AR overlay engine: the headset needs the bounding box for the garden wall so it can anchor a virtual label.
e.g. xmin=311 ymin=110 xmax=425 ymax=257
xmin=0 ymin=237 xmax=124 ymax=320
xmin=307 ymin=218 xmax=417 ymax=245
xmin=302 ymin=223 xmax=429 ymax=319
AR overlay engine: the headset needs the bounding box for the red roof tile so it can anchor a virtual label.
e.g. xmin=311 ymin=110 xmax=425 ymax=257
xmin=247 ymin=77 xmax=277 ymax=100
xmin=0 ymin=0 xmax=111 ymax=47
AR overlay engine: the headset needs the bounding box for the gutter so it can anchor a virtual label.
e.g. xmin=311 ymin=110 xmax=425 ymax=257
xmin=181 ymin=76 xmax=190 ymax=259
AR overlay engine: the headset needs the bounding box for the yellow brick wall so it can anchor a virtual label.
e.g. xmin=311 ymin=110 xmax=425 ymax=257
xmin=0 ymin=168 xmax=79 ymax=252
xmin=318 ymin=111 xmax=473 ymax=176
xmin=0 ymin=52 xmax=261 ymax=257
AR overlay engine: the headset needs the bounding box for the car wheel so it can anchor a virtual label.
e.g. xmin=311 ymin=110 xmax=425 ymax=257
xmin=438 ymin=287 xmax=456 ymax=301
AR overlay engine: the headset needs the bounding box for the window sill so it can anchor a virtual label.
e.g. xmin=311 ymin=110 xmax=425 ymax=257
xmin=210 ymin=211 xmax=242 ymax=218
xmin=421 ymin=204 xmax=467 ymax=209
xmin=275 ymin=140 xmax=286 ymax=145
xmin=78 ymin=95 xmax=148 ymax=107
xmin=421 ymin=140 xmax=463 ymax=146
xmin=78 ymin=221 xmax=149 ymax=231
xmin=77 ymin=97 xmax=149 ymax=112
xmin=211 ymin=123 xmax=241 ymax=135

### Work task
None of the records may be left out; each is to be restated exactly.

### Finished exercise
AR overlay engine: the headset needs the bounding box for the garden wall so it can anchor a virtual label.
e.g. xmin=311 ymin=110 xmax=425 ymax=257
xmin=0 ymin=237 xmax=124 ymax=320
xmin=307 ymin=218 xmax=417 ymax=245
xmin=302 ymin=223 xmax=429 ymax=319
AR overlay engine: the headset needs the bounding box for the red roof tile so it can anchor a virtual label.
e.g. xmin=311 ymin=110 xmax=425 ymax=257
xmin=247 ymin=77 xmax=277 ymax=100
xmin=0 ymin=0 xmax=111 ymax=47
AR overlay engine: the headset needs the bounding box for the gutter so it can anchor a virtual label.
e.g. xmin=311 ymin=110 xmax=425 ymax=257
xmin=181 ymin=76 xmax=190 ymax=259
AR overlay engine: the headset needs the bounding box for the yellow brick wall so it can anchor a virtual label.
e.g. xmin=311 ymin=110 xmax=425 ymax=257
xmin=0 ymin=168 xmax=79 ymax=252
xmin=318 ymin=111 xmax=473 ymax=176
xmin=0 ymin=52 xmax=261 ymax=257
AR overlay engine: the headset needs the bounding box for the car wheel so it can anchor a virtual label.
e.g. xmin=311 ymin=110 xmax=425 ymax=257
xmin=438 ymin=287 xmax=456 ymax=301
AR overlay engine: the headset needs the bounding box for the window sill so it can anchor a virtual label.
e.g. xmin=311 ymin=110 xmax=425 ymax=257
xmin=210 ymin=211 xmax=242 ymax=218
xmin=421 ymin=204 xmax=467 ymax=209
xmin=275 ymin=140 xmax=286 ymax=145
xmin=78 ymin=95 xmax=148 ymax=107
xmin=421 ymin=140 xmax=463 ymax=146
xmin=78 ymin=221 xmax=149 ymax=231
xmin=77 ymin=97 xmax=149 ymax=112
xmin=211 ymin=123 xmax=241 ymax=135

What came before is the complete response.